◆ **PROBLEM DESCRIPTION**
Check each line of the data below for the string "instance". Then give the number of lines that have it, without anything else.
+++++
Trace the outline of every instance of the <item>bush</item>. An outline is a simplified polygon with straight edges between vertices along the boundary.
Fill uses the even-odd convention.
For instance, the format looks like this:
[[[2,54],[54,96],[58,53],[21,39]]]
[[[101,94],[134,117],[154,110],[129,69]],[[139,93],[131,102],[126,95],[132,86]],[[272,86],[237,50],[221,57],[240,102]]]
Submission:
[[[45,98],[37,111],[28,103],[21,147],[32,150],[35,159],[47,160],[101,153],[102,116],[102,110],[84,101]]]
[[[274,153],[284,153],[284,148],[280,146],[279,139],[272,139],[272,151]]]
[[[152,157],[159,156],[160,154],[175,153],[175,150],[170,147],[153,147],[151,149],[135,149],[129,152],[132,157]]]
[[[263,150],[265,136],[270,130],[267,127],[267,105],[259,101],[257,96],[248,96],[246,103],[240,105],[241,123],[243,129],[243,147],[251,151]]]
+++++
◆ **EXERCISE SOLUTION**
2